#### Problem requirements
Reproduce the lines below from the one that contains "Give the innermost point of each instance of the puppy's" through the end, inclusive, and add nothing.

#### Extracted records
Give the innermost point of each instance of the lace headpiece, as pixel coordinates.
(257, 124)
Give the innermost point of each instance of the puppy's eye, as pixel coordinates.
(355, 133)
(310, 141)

#### Answer to the problem
Give the innermost point of each instance of the puppy's eye, as pixel coordinates.
(355, 133)
(310, 141)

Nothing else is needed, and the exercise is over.